1. A system for hydraulically fracturing an underground formation in an oil or gas well to extract oil or gas from the formation, the oil or gas well having a wellbore that permits passage of fluid from the wellbore into the formation, the system comprising:

a plurality of pumps powered by electric induction motors and fluidly connected to the well, the pumps configured to pump fluid into the wellbore at high pressure so that the fluid passes from the wellbore into the formation, and fractures the formation; and

a plurality of generators electrically connected to the plurality of pumps to provide electrical power to the pumps.

2. The system of claim 1, wherein at least some of the plurality of generators are powered by a fuel selected from the group consisting of natural gas, liquefied natural gas, and diesel.

3. The system of claim 1, wherein at least some of the plurality of generators are turbine generators.

4. The system of claim 1, further comprising:

an A/C console and a variable frequency drive that controls the speed of at least one of the plurality of pumps.

5. The system of claim 1, wherein the plurality of pumps are mounted on trailers, and can be ported from one well to another.

6. The system of claim 5, wherein the generators are mounted on trailers, and can be ported from one well to another.

7. The system of claim 1, further comprising a plurality of variable frequency drives attached to the plurality of pumps, wherein each variable frequency drive discretely controls a single pump.

8. A system for fracturing a rock formation in an oil or gas well by pumping hydraulic fracturing fluid into the well, the system comprising:

a pump for pumping the hydraulic fracturing fluid into the well, and then from the well into the formation, the pump capable of pumping the hydraulic fracturing fluid at high pressure to crack the formation;

an electric induction motor having a high-strength steel or steel alloy drive shaft attached to the pump and configured to drive the pump;

a variable frequency drive connected to the electric motor to control the speed of the motor; and

a generator connected to the electric motor that provides electric power to the electric motor.

9. The system of claim 8, wherein the pump is a triplex or a quintuplex pump rated at about 2250 horsepower or more.

10. The system of claim 9, wherein the pump has 4.5 inch diameter plungers with an eight inch stroke.

11. The system of claim 8, wherein the electric motor has a maximum continuous power output of about 1500 horsepower or more.

12. The system of claim 11, wherein the electric motor has a maximum continuous torque of about 8750 ft-lb or more.

13. The system of claim 12, wherein the electric motor has a high temperature rating of about 1100 degrees C. or more.

14. The system of claim 13, wherein the drive shaft of the electric motor is composed of 4340 alloy steel.

--------------------------------

* How to complete this task:
According to the hydraulic fracturing claims, what material is the drive shaft of the electric motor composed of? The lines are separate material, unrelated to the hydraulic fracturing claims.

* Dataset excerpt:
--------------------------------

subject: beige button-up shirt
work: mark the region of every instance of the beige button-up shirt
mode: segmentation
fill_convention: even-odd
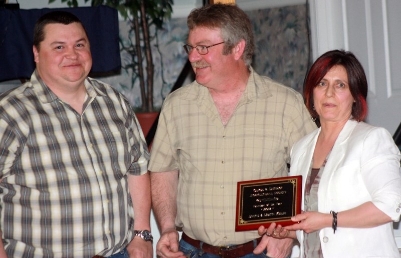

--------------------------------

* Your solution:
4340 alloy steel.